TEXT PROVIDED >>
Lawfare, Israel’s Continuation
of War by Other Means
By Jonathan Cook
April 18, 2015 "ICH"
- Right-wing Israeli
organisations have been quietly escalating “legal warfare” against the
Palestinian leadership in an attempt to dissuade it from bringing war crimes
charges against Israel at the International Criminal Court.
The latest case against the Palestinians, filed in the US, threatens
lengthy jail sentences and heavy fines against Hamas leaders, including
Khaled Mashal, for briefly closing Israel’s only international airport during
Israel’s attack on Gaza last summer.
It follows a decision by a New York jury in February to impose
$218m damages on the Palestinian Authority, the Palestinian
government-in-waiting in the occupied territories. The compensation relates to
six attacks more than a decade ago, at the start of the second intifada, in
which US citizens were killed or injured.
The legal campaign, which exploits loosely defined
anti-terrorism laws in the US, appears designed to exhaust the Palestinian
authority’s existing financial reserves and isolate it from funding sources in
the region.
Comments from Shurat HaDin, a legal group that initiated the
action against the PA, indicate that the intention is to push Palestinian
institutions toward collapse, both as a way to weaken efforts to resist Israel’s
occupation and to destroy any possibility of Palestinian statehood.
Punishing Palestinians
Last December, as the PA case opened, Shurat HaDin’s director,
Nitsana Darshan-Leitner, warned that
the goal was to create “financial instability” for the Palestinians. She added
that harsh financial penalties would be a test of the PA’s readiness for
statehood: “If they want to become a state, they have to show that they can meet
their obligations.”
The $218m award and similar ones that may be approved by US
juries in the future could potentially bankrupt the PA.
Palestinian officials have already warned that the PA is in
dire financial trouble after Israel recently withheld millions in tax revenues
it collects on the Authority’s behalf.
Palestinian institutions also risk finding themselves
financially marooned after Israeli legal groups scored a success in the US last
week against a leading Middle East bank.
In a precedent-setting case last September, a US jury found
the Jordan-based Arab Bank liable for 24 attacks, blamed on Hamas, in which US
citizens were hurt or killed. The bank was shown to have made transactions to
accounts belonging to Hamas members.

[Stored records]
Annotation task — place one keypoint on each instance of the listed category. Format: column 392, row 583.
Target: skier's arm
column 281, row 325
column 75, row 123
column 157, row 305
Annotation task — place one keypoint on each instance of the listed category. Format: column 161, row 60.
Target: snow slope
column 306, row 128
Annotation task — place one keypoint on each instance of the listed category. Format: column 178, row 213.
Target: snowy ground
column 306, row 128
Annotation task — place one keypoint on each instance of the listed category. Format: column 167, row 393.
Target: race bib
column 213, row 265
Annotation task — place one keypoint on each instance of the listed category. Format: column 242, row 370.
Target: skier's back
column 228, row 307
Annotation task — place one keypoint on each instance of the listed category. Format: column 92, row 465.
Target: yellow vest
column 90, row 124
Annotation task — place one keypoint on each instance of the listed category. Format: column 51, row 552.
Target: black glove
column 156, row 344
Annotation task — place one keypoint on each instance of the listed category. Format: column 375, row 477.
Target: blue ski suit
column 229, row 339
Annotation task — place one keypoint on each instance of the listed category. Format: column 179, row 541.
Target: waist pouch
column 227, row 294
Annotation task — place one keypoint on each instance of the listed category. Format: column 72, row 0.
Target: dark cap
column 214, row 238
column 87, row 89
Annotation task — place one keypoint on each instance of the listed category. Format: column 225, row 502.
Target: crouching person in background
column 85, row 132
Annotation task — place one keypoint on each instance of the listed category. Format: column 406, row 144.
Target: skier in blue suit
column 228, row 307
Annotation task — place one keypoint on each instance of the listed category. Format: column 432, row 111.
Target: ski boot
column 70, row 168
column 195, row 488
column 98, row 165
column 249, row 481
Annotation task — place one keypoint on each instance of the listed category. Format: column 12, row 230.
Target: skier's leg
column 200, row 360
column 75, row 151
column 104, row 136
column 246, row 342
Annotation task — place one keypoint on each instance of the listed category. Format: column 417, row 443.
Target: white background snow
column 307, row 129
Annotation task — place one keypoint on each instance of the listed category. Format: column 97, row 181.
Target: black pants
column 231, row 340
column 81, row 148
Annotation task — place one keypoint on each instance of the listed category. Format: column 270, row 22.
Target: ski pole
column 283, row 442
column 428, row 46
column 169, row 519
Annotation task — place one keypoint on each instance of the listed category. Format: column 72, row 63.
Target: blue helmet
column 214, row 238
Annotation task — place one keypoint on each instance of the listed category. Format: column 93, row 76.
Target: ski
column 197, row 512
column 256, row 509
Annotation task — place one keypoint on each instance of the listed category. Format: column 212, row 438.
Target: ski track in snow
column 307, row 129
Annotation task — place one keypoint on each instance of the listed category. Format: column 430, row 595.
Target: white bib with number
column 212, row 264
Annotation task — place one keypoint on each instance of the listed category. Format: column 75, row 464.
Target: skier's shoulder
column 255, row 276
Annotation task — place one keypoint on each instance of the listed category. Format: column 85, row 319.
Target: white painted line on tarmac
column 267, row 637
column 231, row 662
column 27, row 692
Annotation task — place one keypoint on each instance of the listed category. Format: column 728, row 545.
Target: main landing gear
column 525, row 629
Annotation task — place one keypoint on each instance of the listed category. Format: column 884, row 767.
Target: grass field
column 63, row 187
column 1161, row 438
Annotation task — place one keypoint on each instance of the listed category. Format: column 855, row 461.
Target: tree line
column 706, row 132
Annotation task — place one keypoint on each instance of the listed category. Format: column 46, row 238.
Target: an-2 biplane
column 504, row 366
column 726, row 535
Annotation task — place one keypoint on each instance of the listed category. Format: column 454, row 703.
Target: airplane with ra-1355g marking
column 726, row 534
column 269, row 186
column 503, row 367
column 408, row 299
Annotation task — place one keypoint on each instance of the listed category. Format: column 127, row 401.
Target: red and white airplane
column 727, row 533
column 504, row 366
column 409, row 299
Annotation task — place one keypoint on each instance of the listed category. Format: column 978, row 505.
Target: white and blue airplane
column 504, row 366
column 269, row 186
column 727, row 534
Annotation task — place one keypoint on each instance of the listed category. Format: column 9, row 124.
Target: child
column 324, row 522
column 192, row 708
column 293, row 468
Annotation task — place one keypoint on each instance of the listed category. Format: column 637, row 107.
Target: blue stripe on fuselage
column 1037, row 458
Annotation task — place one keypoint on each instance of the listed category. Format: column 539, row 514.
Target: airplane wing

GOAL >> Pick up the article on Israel's lawfare against the Palestinian leadership right after its last sentence and keep writing it.

THE REPLY >>
A federal judge in Brooklyn upheld
that verdict last week, even though the bank had demonstrated it followed
standard industry practices. The door is now open to some 300 victims and their
relatives to claim damages, likely to run into the hundreds of millions of
dollars.
The ruling’s wider significance is that it is likely to make
most banks wary of operating in the occupied Palestinian territories for fear of
handling accounts that may later be shown to belong to Palestinians involved in
attacks against Israel.
Similar cases are pending against other banks, including the
Bank of China, Credit Lyonnais and a unit of the Royal Bank of Scotland.
Move to Hague court
The raft of recent cases in the US launched by Israeli
organisations has been largely overlooked as world attention has focused instead
on Palestinian efforts to use legal action against Israel.
This month the Palestinian Authority became an official member
of the International Criminal Court (ICC).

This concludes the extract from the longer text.